*** EXTRAIT DU DOCUMENT

UNE ABBAYE BENEDICTINE :
L'ABBAYE NOTRE-DAME DE YERRES


Véronique Robert-Aveneau - LE MONMARTEL 1995

 

Introduction | l'église | le cloître | la salle capitulaire | réfectoire, cuisine | le dortoir | travail | | la porterie, l'hôtellerie | les jardins | Chronologie simplifiée


Le monachisme prend ses origines dès 270 en Egypte où saint Antoine se retire dans le désert après avoir distribué tous ses biens (selon la doctrine de Jésus). Sa ferveur atteindra rapidement l'Europe sous le règne de Constantin vers 340.
Jusqu'au VIe siècle, les manuscrits de règles monastiques s'accumulent en désordre. C'est alors que saint Benoît de Nursie (480-547) fonde deux monastères : Subiaco, ensemble de petits hermitages (vers 1500) et le Mont Cassin. Il crée la règle à partir d'écrits antérieurs. Les moines qui obéissent à cette règle sont les bénédictins et doivent allier les activités manuelles à la prière et à la méditation.
Pendant les deux siècles qui suivent, les monastères se multiplient, mais sans structure, ni surveillance.
En 817, une première tentative de centralisation est lancée par saint Benoît d'Aniane (750-821), abbé d'Inda près de Cologne et conseiller intime de Louis le Pieux. En 816, le concile d'Aix annonce l'indépendance des monastères par rapport aux seigneurs et à l'église et exige l'observance de la règle de saint Benoît. Mais les possessions transforment les asiles de prières en seigneuries autonomes excitant l'envie des puissances laïques.
En 910, le monastère de Cluny est fondé par Guillaume le Pieux , il souhaite revenir au strict respect de la règle de saint Benoît, et crèe de nombreuses filiales de l'ordre de Cluny.
En 1098, saint Bernard de Clairvaux fonde l'abbaye de Citeaux et crée la branche des cisterciens qui accordent une plus grande part au travail manuel.
L'indépendance des monastères qui vivent en autarcie nécessite la recherche de sites retirés, boisés et près d'un point d'eau assurant la boisson des moines et parfois la force motrice nécessaire aux activités "industrielles" (moulin, forge...).

******
*** DONNÉES

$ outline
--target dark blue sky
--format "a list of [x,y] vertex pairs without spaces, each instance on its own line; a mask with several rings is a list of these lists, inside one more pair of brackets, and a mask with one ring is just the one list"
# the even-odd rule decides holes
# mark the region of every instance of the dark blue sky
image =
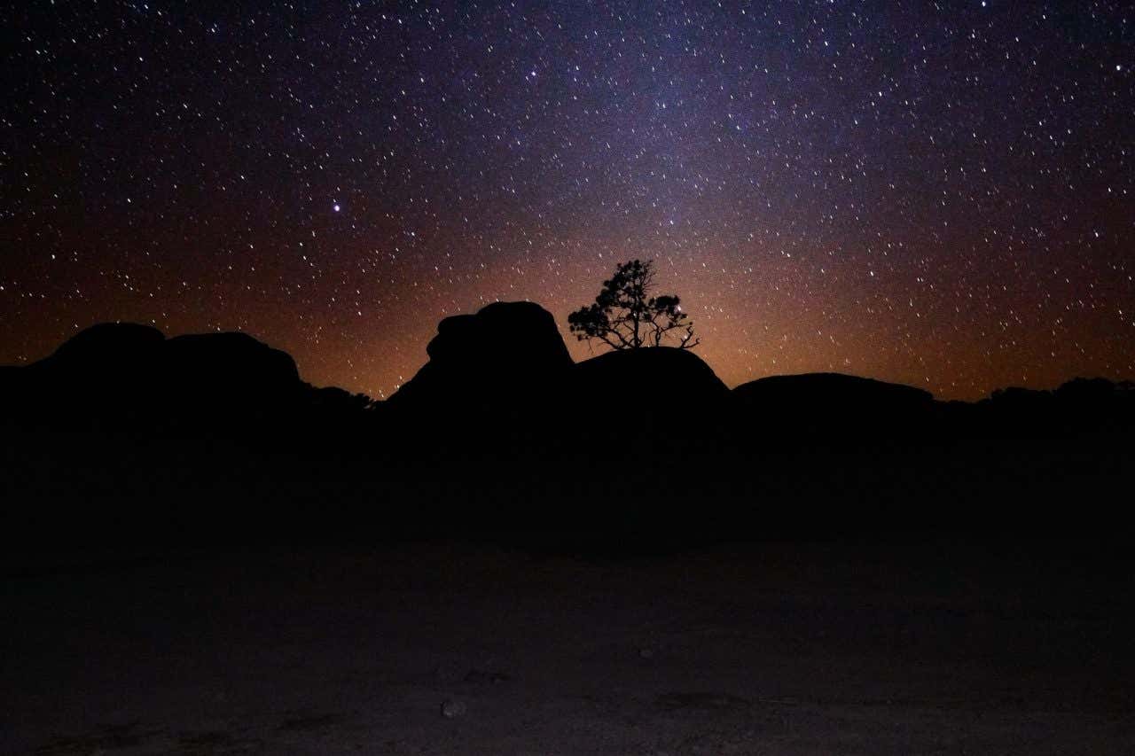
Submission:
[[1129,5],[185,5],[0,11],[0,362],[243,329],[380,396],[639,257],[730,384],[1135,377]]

******
*** DONNÉES

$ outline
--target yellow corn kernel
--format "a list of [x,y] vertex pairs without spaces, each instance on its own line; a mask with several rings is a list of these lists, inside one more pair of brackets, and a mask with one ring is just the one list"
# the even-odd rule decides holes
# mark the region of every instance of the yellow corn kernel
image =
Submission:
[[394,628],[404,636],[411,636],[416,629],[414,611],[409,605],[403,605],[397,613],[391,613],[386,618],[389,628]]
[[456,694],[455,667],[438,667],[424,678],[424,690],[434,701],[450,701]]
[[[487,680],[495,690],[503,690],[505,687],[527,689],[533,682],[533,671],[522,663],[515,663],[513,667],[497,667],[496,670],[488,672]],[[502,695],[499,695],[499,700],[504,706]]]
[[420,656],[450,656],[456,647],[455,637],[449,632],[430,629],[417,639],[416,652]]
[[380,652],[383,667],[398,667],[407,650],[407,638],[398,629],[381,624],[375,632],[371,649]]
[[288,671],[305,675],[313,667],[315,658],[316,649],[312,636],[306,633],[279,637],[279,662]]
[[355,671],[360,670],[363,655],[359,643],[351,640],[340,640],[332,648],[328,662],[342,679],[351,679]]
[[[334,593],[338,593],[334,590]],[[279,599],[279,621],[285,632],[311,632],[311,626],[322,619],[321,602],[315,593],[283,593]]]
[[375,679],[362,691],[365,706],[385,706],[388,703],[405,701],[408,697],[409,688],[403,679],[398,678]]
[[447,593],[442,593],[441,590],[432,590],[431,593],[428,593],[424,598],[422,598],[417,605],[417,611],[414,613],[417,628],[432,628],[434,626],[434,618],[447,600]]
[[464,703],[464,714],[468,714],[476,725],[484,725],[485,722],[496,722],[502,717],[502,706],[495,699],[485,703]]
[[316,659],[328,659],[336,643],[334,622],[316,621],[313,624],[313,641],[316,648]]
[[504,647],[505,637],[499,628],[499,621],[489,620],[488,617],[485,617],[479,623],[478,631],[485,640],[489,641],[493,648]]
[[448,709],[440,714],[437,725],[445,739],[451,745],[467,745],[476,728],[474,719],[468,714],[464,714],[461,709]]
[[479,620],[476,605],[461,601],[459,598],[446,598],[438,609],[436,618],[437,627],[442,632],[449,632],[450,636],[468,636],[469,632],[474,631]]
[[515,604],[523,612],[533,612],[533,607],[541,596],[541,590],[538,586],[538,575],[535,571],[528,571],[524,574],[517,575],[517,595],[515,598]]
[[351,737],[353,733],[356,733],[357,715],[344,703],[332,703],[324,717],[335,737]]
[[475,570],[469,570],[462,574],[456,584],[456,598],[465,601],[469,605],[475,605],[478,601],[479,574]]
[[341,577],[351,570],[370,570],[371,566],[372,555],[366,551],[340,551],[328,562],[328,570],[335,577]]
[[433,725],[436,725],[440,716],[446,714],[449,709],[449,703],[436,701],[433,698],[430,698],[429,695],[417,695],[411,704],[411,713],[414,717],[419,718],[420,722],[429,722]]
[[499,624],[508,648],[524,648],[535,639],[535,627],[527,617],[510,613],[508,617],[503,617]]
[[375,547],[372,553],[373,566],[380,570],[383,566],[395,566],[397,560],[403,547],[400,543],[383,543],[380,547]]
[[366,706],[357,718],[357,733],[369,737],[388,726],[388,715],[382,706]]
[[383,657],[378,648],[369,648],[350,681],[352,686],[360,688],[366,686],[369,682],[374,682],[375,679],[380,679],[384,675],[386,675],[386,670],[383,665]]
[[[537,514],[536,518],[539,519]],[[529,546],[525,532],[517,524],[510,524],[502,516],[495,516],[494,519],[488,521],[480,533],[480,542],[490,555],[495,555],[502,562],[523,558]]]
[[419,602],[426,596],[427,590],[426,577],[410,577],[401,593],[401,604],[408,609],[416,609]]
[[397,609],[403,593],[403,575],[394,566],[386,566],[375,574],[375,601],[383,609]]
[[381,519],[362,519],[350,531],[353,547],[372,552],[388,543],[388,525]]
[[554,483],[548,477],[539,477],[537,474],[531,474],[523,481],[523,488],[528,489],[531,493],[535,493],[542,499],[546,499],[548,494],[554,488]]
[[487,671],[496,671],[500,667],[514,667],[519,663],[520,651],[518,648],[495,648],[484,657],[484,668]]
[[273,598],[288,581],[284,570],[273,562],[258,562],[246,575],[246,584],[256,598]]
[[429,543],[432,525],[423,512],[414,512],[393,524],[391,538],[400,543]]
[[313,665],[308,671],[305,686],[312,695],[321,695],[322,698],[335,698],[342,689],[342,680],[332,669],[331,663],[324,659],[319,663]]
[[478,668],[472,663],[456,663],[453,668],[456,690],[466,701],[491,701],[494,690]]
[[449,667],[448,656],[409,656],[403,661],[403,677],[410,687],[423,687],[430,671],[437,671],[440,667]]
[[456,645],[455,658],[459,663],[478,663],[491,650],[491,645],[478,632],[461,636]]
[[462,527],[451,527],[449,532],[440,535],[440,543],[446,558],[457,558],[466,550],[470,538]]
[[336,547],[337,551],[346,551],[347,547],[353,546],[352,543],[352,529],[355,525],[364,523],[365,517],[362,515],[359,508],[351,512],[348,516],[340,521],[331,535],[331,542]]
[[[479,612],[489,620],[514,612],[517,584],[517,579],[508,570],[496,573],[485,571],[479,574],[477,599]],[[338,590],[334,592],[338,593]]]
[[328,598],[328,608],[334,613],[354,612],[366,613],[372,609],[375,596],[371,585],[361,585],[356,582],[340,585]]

******

**EXERCICE ÉCRIT:**
Reprenez s'il vous plaît le texte sur l'abbaye Notre-Dame de Yerres, placé avant les enregistrements, à partir de sa dernière phrase.

**RÉPONSE ÉCRITE:**
L'implantation de l'abbaye est dépendante des contraintes de terrain, les locaux où l'eau est nécessaire étant regroupés vers la rivière (cuisine, réfectoire). L'église étant orientée, les monastères s'édifient très souvent dans un vallon orienté Est-Ouest sur une plate-forme.
Après l'assainissement du terrain, les sources venant du plateau sont canalisées afin d'en rentabiliser l'utilisation.
La première tâche de l'abbé ou de l'abbesse est alors d'assurer des revenus à la communauté par l'acquisition de biens immobiliers, de dîmes et de rentes. Dès lors la notion d'autarcie n'est plus respectée et les abbayes reprennent un rôle monarchique.
Le monastère est particulièrement protégé et se munit d'enceintes de plus en plus fortifiées afin d'éviter le brigandage et d'assurer un isolement total face au monde environnant.
Chaque communauté devait cependant faire oeuvre de bienveillance et de charité. Ainsi tout voyageur, mendiant ou religieux, devait pouvoir recevoir logis et couvert à tout moment lorsqu'il se présentait à la porterie.

Un lieu de prière : l'église

La fonction primaire du monastère reste la prière. C'est à partir du lieu de culte qui devient alors un terrain d'élection pour la création architecturale et artistique, et après sa réalisation, que les bâtiments divers vont s'édifier.
Les églises sont orientées, le choeur à l'Est et très souvent l'espace est divisé matériellement en deux entre les moines convers et les hôtes dans la partie occidentale, les moines dans la partie orientale. L'accès des moines à l'église pour la première prière à 4 heures du matin s'effectue par un escalier descendant du dortoir, appelé "des matines".
Cette fonction définit ainsi le lieu du bâtiment des moines par rapport à l'église: à l'Est.
L'abbaye Notre-Dame-d'Yerres présente ici sa première particularité : le bâtiment des moniales est situé à l'Ouest. Ainsi malgré une église que l'architecture extérieure annonce comme orientée, le "choeur des dames" est à l'Ouest. Il est sur le plan du XVIIIe siècle nettement séparé de l'église des hôtes et des converses.
Le choix du terrain enserré entre la rivière de l'Yerres à l'Ouest et son affluent, le Réveillon au Sud a peut-être amené les concepteurs à réaliser l'entrée de l'abbaye au Nord-Est vers les fermes et terres.
Peu d'éléments nous permettent de connaître l'élévation intérieure de l'église. De taille modeste, elle était probablement voûtée en partie. Des vestiges de colonnettes et de bases du XVe
 ou XVIe siècle sembleraient appartenir à une reconstruction de l'église par Marie d'Estouteville. Cependant l'absence de contreforts extérieurs sur les dessins du XVIIe siècle laisse imaginer une nef charpentée éclairée par de simples baies ogivales.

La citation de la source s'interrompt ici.